YOUR TASK: Where does the string "jacket" occur in the entries below? Copy every line where it does.

Collection entries:

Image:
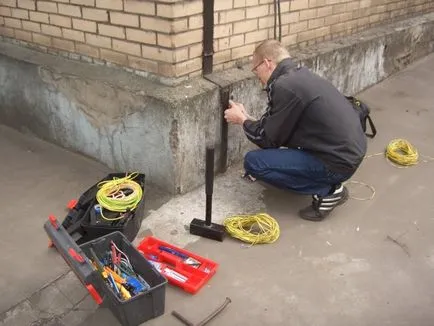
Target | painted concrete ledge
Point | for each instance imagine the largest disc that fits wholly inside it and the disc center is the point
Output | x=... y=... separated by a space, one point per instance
x=130 y=123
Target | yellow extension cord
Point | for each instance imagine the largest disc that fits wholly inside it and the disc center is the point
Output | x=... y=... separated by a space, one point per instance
x=111 y=197
x=262 y=228
x=254 y=229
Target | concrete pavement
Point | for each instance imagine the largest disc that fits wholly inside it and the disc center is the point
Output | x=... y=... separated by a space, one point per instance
x=370 y=263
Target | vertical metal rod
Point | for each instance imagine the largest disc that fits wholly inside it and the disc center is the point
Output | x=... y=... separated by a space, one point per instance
x=209 y=183
x=208 y=36
x=224 y=104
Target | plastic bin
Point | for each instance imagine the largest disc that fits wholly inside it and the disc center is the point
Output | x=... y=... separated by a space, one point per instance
x=132 y=312
x=82 y=228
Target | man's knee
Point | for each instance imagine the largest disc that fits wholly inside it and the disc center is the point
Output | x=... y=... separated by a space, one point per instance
x=251 y=160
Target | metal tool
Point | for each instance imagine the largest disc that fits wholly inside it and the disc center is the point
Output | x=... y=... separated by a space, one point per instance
x=207 y=319
x=206 y=228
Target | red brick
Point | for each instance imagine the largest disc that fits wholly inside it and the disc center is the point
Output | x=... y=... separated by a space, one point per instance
x=109 y=30
x=47 y=6
x=100 y=41
x=127 y=47
x=9 y=3
x=69 y=10
x=140 y=7
x=110 y=4
x=118 y=18
x=87 y=50
x=12 y=22
x=39 y=17
x=63 y=44
x=31 y=26
x=84 y=25
x=20 y=13
x=6 y=31
x=41 y=39
x=143 y=64
x=22 y=35
x=27 y=4
x=74 y=35
x=140 y=36
x=60 y=20
x=51 y=30
x=95 y=14
x=115 y=57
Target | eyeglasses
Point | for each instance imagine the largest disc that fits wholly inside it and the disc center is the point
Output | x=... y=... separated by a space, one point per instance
x=257 y=66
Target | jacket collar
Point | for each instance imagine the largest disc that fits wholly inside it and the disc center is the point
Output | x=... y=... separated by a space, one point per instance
x=283 y=67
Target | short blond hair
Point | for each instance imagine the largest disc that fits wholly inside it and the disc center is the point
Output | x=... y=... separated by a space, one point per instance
x=272 y=50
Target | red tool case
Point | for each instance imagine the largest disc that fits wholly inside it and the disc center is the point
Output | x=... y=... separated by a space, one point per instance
x=193 y=277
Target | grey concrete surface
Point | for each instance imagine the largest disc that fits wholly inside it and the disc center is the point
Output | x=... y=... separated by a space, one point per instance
x=370 y=263
x=38 y=179
x=129 y=123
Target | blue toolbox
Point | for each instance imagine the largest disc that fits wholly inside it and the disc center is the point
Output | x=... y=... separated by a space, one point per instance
x=115 y=273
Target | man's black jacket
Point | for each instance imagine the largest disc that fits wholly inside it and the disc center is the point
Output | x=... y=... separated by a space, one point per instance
x=307 y=112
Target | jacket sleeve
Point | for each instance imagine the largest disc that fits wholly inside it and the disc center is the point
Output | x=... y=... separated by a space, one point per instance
x=276 y=126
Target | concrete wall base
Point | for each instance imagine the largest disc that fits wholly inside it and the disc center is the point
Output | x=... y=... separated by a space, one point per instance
x=130 y=123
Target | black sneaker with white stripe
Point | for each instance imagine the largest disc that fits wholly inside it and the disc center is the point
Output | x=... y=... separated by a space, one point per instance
x=322 y=206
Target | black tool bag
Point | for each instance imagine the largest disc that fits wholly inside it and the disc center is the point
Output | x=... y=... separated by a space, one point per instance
x=363 y=111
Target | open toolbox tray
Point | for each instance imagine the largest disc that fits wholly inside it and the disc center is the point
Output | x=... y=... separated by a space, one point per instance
x=179 y=266
x=129 y=312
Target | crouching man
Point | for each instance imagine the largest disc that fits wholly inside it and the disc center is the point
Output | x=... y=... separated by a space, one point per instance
x=310 y=138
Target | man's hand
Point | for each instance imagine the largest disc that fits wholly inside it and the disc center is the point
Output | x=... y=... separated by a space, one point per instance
x=236 y=113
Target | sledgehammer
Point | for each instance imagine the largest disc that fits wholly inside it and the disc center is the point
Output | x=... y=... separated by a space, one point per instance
x=206 y=228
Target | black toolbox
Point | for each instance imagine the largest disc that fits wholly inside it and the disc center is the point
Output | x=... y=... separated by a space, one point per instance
x=141 y=307
x=80 y=222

ANSWER TO THIS EXERCISE:
Target | jacket collar
Target | man's black jacket
Target | jacket sleeve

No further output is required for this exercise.